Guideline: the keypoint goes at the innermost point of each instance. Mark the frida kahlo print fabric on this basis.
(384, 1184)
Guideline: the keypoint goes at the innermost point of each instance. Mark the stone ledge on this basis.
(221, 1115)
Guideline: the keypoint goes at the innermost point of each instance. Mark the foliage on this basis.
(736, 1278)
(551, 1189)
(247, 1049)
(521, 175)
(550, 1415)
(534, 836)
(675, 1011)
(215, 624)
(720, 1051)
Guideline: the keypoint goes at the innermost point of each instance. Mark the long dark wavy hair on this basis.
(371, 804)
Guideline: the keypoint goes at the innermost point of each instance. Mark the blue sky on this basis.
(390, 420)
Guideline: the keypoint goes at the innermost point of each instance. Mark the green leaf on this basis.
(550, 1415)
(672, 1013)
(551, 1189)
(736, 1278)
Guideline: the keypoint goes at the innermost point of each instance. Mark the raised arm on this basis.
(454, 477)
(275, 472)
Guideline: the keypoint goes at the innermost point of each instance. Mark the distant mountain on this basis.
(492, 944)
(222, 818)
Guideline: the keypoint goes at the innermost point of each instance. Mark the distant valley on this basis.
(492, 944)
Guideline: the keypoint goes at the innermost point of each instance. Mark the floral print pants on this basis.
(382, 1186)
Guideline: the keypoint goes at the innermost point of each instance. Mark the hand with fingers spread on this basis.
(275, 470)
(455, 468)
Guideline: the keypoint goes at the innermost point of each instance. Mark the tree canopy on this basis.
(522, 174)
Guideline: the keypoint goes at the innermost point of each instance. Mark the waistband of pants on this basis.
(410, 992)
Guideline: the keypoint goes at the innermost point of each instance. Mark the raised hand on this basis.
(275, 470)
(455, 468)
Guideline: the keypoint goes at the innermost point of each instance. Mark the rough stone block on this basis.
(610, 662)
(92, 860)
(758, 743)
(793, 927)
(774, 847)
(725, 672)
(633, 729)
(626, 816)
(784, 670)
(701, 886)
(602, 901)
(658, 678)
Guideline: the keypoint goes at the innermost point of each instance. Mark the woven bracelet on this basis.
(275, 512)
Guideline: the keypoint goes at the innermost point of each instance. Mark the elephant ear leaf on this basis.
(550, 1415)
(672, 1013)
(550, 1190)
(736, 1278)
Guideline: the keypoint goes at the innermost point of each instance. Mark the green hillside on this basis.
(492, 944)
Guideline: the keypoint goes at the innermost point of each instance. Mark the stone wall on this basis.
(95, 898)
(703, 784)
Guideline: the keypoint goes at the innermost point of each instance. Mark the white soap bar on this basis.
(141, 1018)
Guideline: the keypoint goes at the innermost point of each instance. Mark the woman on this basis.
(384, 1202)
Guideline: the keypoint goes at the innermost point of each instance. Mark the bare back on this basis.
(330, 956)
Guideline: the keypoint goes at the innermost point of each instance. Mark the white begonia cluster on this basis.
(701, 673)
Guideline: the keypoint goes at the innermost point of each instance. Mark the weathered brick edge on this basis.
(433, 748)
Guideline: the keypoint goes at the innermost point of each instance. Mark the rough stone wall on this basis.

···

WHAT THIS TASK INVOLVES — Print the whole listing once more, exactly as it stands.

SOLVED EXERCISE —
Guideline: the keypoint goes at the innermost point of each instance. Mark the frida kahlo print fabric on this basis.
(384, 1184)
Guideline: the keypoint goes at the innermost point of each instance. Mark the stone ledge on this basis.
(221, 1115)
Guideline: the keypoint goes at the innermost point of each instance. Mark the foliage on this basis.
(736, 1278)
(551, 1189)
(247, 1049)
(521, 175)
(550, 1415)
(534, 836)
(675, 1011)
(215, 624)
(720, 1051)
Guideline: the keypoint goes at the innermost point of each instance. Mark the long dark wavy hair on this basis.
(371, 804)
Guideline: the keypoint goes at the innermost point of each instance. Mark the blue sky on this basis.
(390, 420)
Guideline: the keypoint goes at the innermost point of each instance. Mark the green leaf on this basis.
(550, 1415)
(672, 1013)
(551, 1189)
(736, 1278)
Guideline: the keypoint goes at the innermost point of each instance. Mark the raised arm on this basis.
(454, 477)
(275, 472)
Guideline: the keypoint goes at the innermost point of each instance. Mark the distant mountain on this basis.
(492, 944)
(222, 818)
Guideline: the keypoint goes at the innermost point of each instance. Mark the distant valley on this basis.
(492, 944)
Guideline: the keypoint goes at the innermost point of each instance. Mark the floral print pants on this basis.
(382, 1186)
Guideline: the keypoint goes at the innermost point of each instance. Mark the hand with fingers spread on this basis.
(275, 470)
(455, 468)
Guideline: the keypoint goes at the innermost point of each instance. Mark the tree canopy on this basis.
(522, 174)
Guideline: the keypoint goes at the innermost point of each instance. Mark the waistband of pants on this basis.
(410, 992)
Guideline: the keypoint goes at the innermost point of each instance. Mark the raised hand on this basis.
(275, 470)
(455, 468)
Guideline: the keypoint goes at the innermost point of each instance. Mark the rough stone block on this basis.
(610, 662)
(92, 860)
(758, 743)
(793, 927)
(774, 847)
(725, 672)
(633, 729)
(626, 816)
(784, 670)
(701, 886)
(602, 901)
(658, 678)
Guideline: the keypoint goes at the innermost point of each instance. Mark the woven bracelet on this basis.
(275, 512)
Guideline: the keypoint goes at the innermost point of each instance. Mark the elephant ear leaf on this basis.
(550, 1415)
(672, 1013)
(550, 1190)
(736, 1278)
Guideline: the keypoint goes at the innermost point of each instance. Mark the green hillside on this basis.
(492, 944)
Guideline: the keypoint goes at the innermost point of each instance. Mark the stone wall on this basis.
(95, 898)
(703, 784)
Guideline: the keypoint goes at the innermost point of each instance. Mark the white soap bar on this basis.
(141, 1018)
Guideline: the keypoint goes at the innermost point of each instance. Mark the woman on this basis.
(384, 1202)
Guideline: the keypoint goes at the innermost point of each instance. Mark the bare back on this basis.
(330, 956)
Guideline: the keypoint goes at the innermost point of each instance. Mark the white begonia cluster on this basis.
(701, 673)
Guideline: the keypoint goes at the innermost point of each instance. Mark the weathered brick edge on this basis.
(433, 748)
Guideline: the keypoint goes at the innermost point of each instance. Mark the rough stone wall on this basis.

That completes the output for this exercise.